→ Extracted text
Content starts

Certiorari to the Colorado Court of Appeals.


EN BANC


JUSTICE KOURLIS delivered the Opinion of the Court.


We granted certiorari to review McConnell v. St. Paul Fire and Marine Insurance Co., 894 P.2d 11 (Colo. App. 1994), denying Carol McConnell, the plaintiff, personal injury protection benefits for injuries she sustained in an automobile accident. The court of appeals held that the Colorado Auto Accident Reparations Act, sections 10-4-701 to -725, 4A C.R.S. (1994 & 1995 Supp.) ("No-Fault Act"), does not mandate coverage for a passenger riding in a vehicle without consent from an insured, regardless of the passenger's good faith belief to the contrary. See McConnell, 894 P.2d at 13. We affirm the judgment of the Colorado Court of Appeals.


I.


The facts pertinent to this appeal are not in dispute and derive from the parties' attachments to their respective summary judgment motions before the trial court.


Carol McConnell, the plaintiff below and the petitioner here, was injured while riding as a passenger in an automobile driven by Byron Brewer and owned by James Dart. James Dart is the father of Brewer's girlfriend, Jean Dart. James Dart allowed his daughter primary use of the vehicle but forbade Brewer, an unlicensed driver, to drive it. Brewer was aware of this prohibition. James Dart maintained insurance on the car through St. Paul Fire and Marine Insurance Company (St. Paul), the respondent. Brewer also maintained automobile insurance for himself through Mid-Century Insurance Company (Mid-Century).


On July 20, 1991, Jean Dart parked the vehicle in front of Brewer's apartment and left the keys for the vehicle inside the apartment. Jean had specifically told Brewer on prior occasions that he was not allowed to use the car. However, Brewer did use the car at least once and at that time offered McConnell transportation. When McConnell accepted the ride, she was unaware that Brewer was forbidden from using the vehicle and that he was driving without a license. While Brewer was driving the vehicle, he lost control and an accident occurred. McConnell was injured and incurred damages in the amount of approximately $20,000 for medical expenses and approximately $7,000 for lost wages. She sought recovery for these expenses from St. Paul under James Dart's insurance policy. McConnell also sought recovery from Mid-Century Insurance Company (Mid-Century) under Brewer's automobile insurance policy.

Content ends

(Segmentation mask data)
Content starts

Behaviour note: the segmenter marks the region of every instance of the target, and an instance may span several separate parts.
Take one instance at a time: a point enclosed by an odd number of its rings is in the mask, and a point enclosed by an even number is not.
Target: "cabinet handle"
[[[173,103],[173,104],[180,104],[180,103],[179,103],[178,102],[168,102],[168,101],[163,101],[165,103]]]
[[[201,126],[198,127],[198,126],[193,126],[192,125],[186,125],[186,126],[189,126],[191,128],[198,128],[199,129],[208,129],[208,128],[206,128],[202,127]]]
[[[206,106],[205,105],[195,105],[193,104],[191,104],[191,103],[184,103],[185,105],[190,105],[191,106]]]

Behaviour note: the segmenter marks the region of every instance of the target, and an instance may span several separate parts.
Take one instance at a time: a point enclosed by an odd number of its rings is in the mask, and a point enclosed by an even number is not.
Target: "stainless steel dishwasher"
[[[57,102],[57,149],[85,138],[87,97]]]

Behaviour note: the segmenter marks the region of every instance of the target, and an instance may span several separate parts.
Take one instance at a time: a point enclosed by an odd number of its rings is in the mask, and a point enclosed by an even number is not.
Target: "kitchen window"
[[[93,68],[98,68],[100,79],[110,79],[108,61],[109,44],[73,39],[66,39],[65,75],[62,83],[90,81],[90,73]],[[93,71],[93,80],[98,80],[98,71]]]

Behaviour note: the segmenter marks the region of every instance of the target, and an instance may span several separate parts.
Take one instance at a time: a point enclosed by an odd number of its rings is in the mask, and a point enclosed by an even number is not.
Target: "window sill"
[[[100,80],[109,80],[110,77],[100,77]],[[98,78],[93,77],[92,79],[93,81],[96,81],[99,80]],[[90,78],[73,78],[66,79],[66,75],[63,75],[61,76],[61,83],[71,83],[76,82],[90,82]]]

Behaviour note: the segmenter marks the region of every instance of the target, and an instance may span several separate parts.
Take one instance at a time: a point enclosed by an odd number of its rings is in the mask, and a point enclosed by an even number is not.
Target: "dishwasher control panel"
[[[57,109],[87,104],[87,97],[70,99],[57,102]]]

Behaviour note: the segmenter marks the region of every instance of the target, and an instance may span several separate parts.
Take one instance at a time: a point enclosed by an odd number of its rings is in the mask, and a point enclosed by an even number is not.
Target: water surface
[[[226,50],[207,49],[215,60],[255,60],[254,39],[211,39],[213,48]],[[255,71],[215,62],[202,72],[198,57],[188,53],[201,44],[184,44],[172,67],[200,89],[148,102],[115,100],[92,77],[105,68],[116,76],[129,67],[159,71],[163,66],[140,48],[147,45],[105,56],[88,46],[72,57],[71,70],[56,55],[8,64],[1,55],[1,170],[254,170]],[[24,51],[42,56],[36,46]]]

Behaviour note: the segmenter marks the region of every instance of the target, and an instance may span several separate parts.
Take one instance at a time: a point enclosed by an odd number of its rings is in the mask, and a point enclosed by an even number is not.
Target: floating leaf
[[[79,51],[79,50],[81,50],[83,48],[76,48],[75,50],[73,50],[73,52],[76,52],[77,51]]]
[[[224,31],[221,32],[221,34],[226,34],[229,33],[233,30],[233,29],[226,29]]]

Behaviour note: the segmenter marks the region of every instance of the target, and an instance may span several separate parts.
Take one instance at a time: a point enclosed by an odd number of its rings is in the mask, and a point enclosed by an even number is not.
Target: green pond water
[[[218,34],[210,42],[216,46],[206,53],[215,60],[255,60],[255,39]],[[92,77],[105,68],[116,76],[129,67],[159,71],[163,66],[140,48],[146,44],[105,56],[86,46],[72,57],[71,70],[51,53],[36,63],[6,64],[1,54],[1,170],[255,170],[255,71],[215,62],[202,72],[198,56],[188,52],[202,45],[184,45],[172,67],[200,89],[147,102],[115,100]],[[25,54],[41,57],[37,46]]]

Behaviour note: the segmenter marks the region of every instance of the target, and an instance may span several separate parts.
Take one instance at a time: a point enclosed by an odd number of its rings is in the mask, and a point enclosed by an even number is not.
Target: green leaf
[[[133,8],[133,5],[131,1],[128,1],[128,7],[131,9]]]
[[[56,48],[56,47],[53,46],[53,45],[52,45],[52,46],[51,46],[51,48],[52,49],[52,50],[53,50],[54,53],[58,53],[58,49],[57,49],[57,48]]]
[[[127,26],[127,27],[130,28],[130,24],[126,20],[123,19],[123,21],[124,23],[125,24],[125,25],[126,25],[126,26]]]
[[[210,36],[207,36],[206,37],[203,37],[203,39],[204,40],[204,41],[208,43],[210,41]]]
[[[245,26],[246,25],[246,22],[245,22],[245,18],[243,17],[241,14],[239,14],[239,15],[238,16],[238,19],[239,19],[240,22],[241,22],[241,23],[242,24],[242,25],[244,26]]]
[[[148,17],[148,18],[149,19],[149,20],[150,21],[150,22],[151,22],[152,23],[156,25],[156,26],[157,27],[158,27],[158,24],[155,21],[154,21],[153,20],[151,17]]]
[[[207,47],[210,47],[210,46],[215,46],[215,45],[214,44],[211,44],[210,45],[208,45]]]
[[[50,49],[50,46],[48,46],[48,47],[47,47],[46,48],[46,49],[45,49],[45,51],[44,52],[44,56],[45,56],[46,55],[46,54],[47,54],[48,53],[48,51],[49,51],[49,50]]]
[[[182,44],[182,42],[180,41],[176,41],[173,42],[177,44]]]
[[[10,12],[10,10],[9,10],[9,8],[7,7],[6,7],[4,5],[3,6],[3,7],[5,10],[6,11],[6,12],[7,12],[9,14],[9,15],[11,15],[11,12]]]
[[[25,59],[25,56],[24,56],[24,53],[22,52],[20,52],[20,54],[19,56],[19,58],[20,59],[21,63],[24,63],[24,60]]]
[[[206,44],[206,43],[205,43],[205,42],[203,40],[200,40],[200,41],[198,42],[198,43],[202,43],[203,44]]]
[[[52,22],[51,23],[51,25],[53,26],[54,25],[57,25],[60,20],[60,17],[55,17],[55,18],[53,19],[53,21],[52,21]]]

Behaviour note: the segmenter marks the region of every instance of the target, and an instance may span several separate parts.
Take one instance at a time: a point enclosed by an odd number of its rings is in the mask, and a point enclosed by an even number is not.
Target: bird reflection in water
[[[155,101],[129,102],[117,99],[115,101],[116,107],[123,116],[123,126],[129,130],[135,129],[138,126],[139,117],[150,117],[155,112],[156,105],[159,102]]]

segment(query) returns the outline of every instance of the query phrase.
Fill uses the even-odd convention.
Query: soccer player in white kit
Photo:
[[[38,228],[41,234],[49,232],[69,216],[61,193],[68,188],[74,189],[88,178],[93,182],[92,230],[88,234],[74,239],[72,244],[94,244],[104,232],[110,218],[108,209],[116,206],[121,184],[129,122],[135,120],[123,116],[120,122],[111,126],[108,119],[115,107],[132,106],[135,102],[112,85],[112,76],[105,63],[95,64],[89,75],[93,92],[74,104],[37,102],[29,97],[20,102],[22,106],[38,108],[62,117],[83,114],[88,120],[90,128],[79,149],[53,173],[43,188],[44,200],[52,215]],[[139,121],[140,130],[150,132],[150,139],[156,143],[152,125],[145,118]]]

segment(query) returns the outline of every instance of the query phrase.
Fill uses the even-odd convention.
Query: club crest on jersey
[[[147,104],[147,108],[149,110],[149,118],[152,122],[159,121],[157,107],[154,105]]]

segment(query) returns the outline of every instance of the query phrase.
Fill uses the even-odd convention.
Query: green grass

Content ends

→ Exercise brief
In the court opinion, through which company did Byron Brewer carry his own automobile insurance? Please answer in a few words.

→ Exercise result
Mid-Century Insurance Company